MATERIAL PROVIDED:
☆ ☆ ☆ ☆ ☆ ☆ ☆

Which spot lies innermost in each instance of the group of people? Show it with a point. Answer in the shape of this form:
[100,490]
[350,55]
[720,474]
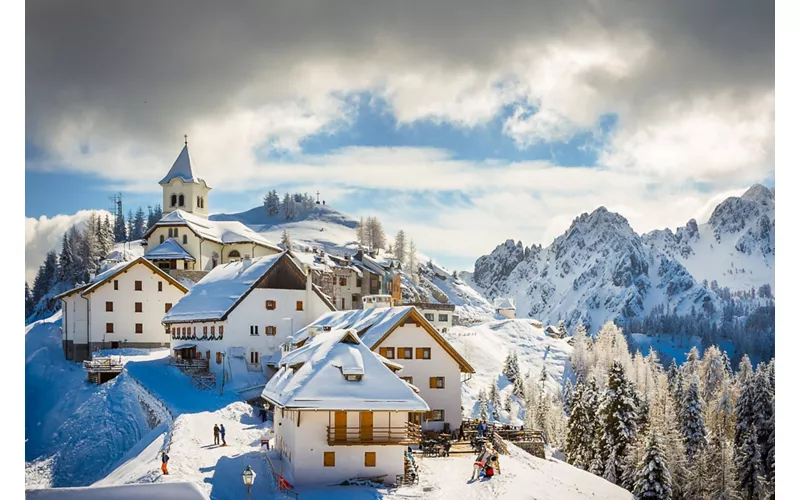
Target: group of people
[487,462]
[219,431]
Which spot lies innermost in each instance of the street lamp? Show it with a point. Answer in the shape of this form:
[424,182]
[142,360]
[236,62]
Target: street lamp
[249,477]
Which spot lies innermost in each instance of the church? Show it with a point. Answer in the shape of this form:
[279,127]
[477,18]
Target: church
[185,243]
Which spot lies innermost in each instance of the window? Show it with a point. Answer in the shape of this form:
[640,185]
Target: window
[435,415]
[437,383]
[405,353]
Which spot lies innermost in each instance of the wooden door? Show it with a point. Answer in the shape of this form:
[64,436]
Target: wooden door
[366,426]
[340,425]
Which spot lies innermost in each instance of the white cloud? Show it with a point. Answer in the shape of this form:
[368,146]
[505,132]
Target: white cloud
[44,234]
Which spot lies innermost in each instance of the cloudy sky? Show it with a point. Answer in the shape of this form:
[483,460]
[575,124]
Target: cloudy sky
[463,122]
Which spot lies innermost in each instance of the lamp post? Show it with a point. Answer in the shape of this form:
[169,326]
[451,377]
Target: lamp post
[249,477]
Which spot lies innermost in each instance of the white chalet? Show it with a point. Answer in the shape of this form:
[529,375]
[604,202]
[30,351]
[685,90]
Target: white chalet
[120,307]
[505,307]
[340,411]
[429,361]
[184,239]
[238,315]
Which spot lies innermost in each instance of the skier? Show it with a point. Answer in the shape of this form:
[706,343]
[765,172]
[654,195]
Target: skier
[164,460]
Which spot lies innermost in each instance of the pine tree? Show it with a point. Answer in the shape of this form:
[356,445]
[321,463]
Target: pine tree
[399,247]
[412,266]
[653,478]
[579,447]
[694,430]
[749,466]
[619,420]
[138,225]
[286,240]
[28,301]
[562,329]
[494,398]
[567,397]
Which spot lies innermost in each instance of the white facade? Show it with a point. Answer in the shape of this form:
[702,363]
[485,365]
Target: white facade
[421,371]
[113,313]
[246,326]
[302,440]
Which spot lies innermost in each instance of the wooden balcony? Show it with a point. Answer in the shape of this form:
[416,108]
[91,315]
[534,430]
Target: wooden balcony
[405,434]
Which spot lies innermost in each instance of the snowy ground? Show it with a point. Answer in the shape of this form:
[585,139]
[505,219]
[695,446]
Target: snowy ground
[485,347]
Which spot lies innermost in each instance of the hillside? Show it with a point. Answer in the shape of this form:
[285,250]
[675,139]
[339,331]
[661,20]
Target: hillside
[600,269]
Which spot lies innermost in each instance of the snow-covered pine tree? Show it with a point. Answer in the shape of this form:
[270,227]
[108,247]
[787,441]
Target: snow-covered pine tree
[399,248]
[483,407]
[619,415]
[412,265]
[567,396]
[653,479]
[494,398]
[562,329]
[749,466]
[579,448]
[28,301]
[138,225]
[286,240]
[694,429]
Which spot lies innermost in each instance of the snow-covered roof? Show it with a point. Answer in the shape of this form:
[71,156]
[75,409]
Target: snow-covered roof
[220,290]
[169,250]
[225,232]
[374,324]
[139,491]
[313,377]
[182,168]
[504,303]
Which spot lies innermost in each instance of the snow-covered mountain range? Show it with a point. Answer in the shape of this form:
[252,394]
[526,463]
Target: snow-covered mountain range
[600,269]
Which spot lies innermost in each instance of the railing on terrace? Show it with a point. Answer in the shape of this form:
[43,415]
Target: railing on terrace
[407,433]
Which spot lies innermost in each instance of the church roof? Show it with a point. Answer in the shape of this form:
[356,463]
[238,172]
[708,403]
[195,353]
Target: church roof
[169,250]
[182,168]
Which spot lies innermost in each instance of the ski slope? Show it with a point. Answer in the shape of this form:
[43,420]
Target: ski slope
[485,346]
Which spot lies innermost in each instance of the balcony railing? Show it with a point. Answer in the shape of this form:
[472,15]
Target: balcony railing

☆ ☆ ☆ ☆ ☆ ☆ ☆

EXERCISE OBJECTIVE:
Could you express the lines from the one containing "the snow-covered roof?" through the end of the records as a JSON list of strings, one string per line, with blank lines left out?

SOLUTION:
[
  "Which spot lies innermost in each instance of the snow-covered roof? Show it with a point. Answer in the shape of this form:",
  "[71,156]",
  "[75,409]",
  "Target: snow-covered roof",
  "[220,290]",
  "[169,250]",
  "[225,232]",
  "[374,324]",
  "[139,491]",
  "[313,377]",
  "[182,168]",
  "[504,303]",
  "Which spot lies innermost in each instance of the snow-covered mountain range? Show it with a point. Answer in the shape of this form:",
  "[252,394]",
  "[526,463]",
  "Target: snow-covered mountain range",
  "[600,269]",
  "Which spot lies innermost in each instance of the railing on terrace? Show it with a point. Answer in the shape of this form:",
  "[43,415]",
  "Target: railing on terrace",
  "[407,433]",
  "Which spot lies innermost in each instance of the church roof? Show it with a point. Answer in the shape of this form:",
  "[356,463]",
  "[238,172]",
  "[708,403]",
  "[195,353]",
  "Target: church roof",
  "[169,250]",
  "[182,168]",
  "Which spot lies innermost in each instance of the ski slope? Show it with a point. Answer in the shape of this form:",
  "[43,420]",
  "Target: ski slope",
  "[485,346]",
  "Which spot lies innermost in each instance of the balcony railing? Show it with a point. Answer in the shape of this form:",
  "[472,15]",
  "Target: balcony railing"
]